In the sermon on the vine, which Gospel passage served as the text?

§ Supplied passage:

══════════════════════════════

Sermon: Locating The Vine

Below is the text of the sermon I delivered Sunday, May 6, 2018 at Grace and St. Peter's in Hamden, CT. As described in the sermon we had switched the Gospel lessons between last week and this week, so the text was John 15:1-8. I did vary a bit from this draft as I presented it, but the ideas and framework remained the same.

[From the center Aisle]

Good Morning. Bob is out of town today and Dexter has graciously given me the opportunity to preach. In today's lesson were going to talk about about location and I’m going to do something a little bit differently. Bob has been preaching from the aisle, Amanda used to preach from the pulpit. I’m going to do a little bit of both and maybe bring in a little bit from my studies in seminary. I also invite you to think pay attention in a different way. I want you to pay attention to all that is going on here. Look around the sanctuary. Look at the altar. Look at the light coming in through the stained glass windows. Listen to my words. Listen to the sounds of people shifting around in their seats, rustling papers, and the sounds of the world outside the church, the traffic, the birds, and so on.

[pause… Walk to the altar and then to the pulpit]

May the words of my mouth and the meditations of our hearts be always acceptable in your sight, oh Lord, our strength and our redeemer.

Today, we hear the lesson about Jesus being the vine and us being the branches. We’re doing things a little bit out of order. Our lesson last week about God’s love should have been the lesson for this week and vice versa, but Bob wanted to change the order so that youth Sunday would have such a great passage to preach from and that fit in with their song. We need to keep in mind that today’s lesson comes before the lesson we heard about love last week.

These two lessons, together come as part of the Jesus’ great Farewell Discourse in chapters 14 through 17 of John. They are preceded and followed by Jesus telling the disciples about God sending the Holy Spirit.

In Biblical Studies, a lot of attention is paid to the location of various texts. When and where were the texts written? Who wrote the texts and how did they fit into the society of the time? What about the location might shape what got included and what didn’t get included in the text? Finally, how does our location today shape how we think about the texts?

══════════════════════════════

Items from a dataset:
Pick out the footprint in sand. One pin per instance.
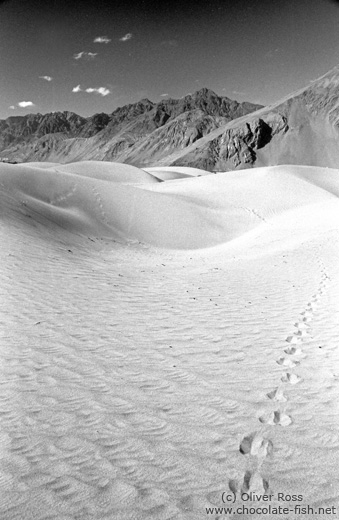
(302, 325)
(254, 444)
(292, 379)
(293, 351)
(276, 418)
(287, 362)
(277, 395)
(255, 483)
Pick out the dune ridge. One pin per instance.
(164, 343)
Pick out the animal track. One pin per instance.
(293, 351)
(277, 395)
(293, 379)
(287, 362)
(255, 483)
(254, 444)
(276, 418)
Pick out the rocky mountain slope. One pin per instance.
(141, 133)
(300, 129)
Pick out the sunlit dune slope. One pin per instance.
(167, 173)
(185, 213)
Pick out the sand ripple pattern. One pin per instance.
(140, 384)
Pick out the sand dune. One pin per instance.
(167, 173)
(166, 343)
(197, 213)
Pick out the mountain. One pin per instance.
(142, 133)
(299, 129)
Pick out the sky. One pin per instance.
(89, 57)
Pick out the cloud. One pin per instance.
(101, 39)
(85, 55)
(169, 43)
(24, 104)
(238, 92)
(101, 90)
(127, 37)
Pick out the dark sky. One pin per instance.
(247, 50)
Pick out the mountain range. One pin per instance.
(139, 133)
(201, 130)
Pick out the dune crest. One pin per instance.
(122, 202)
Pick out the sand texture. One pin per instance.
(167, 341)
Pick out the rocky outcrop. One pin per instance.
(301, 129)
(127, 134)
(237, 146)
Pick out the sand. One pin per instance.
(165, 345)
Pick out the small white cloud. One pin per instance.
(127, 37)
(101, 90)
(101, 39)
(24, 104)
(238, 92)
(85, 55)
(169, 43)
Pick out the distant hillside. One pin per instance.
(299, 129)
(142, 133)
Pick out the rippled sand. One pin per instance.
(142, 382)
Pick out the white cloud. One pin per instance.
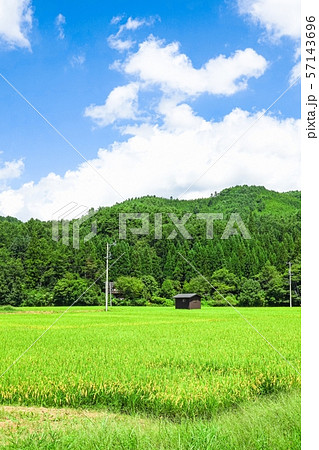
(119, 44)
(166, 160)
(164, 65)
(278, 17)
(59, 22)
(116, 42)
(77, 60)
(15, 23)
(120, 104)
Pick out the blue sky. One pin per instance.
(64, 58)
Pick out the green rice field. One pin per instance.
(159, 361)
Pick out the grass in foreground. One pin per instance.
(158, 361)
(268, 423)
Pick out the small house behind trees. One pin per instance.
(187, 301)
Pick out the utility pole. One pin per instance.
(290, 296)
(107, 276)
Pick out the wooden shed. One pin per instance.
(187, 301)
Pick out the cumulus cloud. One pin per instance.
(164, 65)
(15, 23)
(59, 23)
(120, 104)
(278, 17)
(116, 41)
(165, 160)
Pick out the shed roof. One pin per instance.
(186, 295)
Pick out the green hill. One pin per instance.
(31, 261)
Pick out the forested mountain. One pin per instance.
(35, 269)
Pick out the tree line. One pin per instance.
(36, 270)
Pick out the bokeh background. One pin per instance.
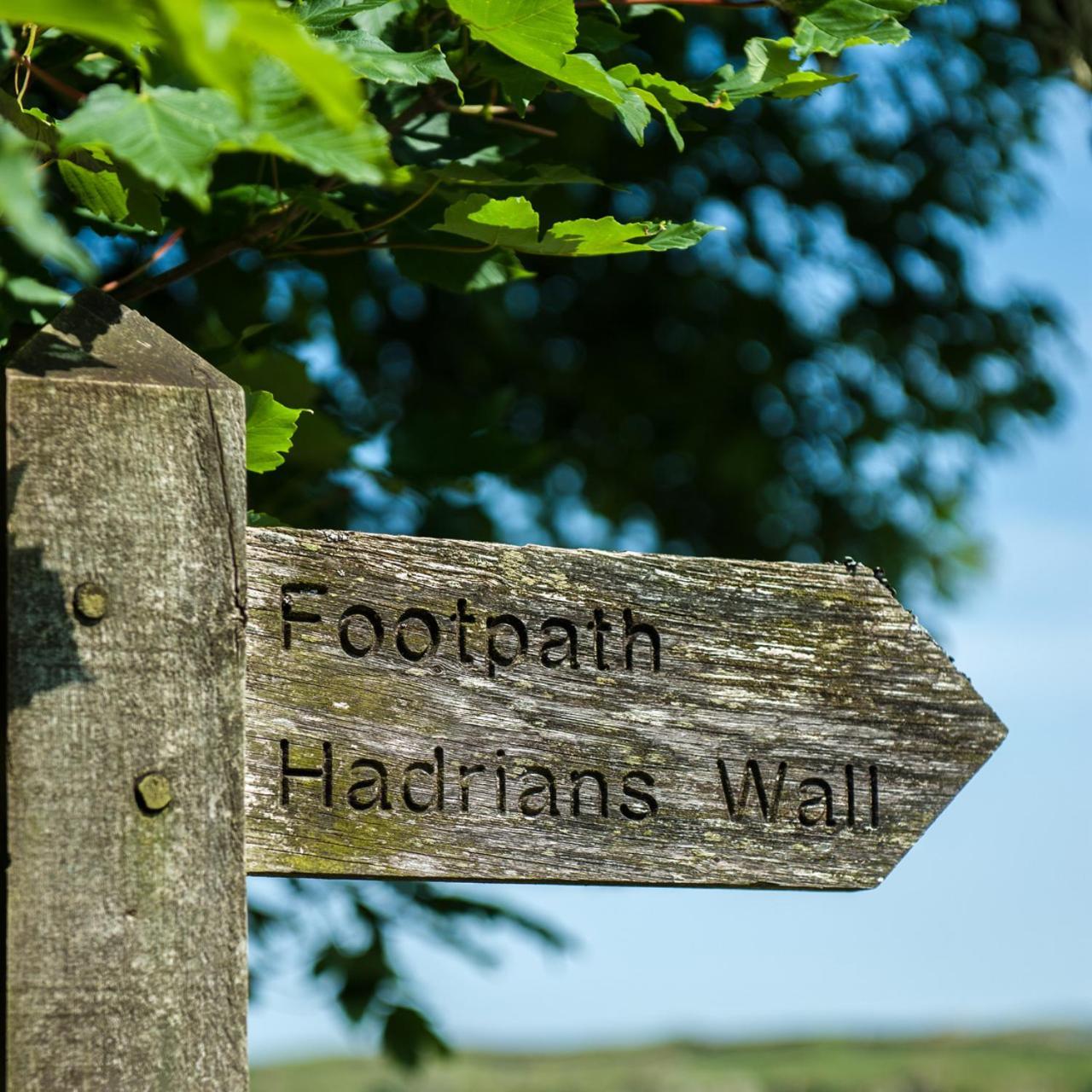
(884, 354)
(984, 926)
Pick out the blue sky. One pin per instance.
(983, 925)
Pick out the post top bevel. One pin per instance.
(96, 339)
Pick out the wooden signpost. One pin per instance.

══════════════════════════════

§ Full output: John 15:1-8.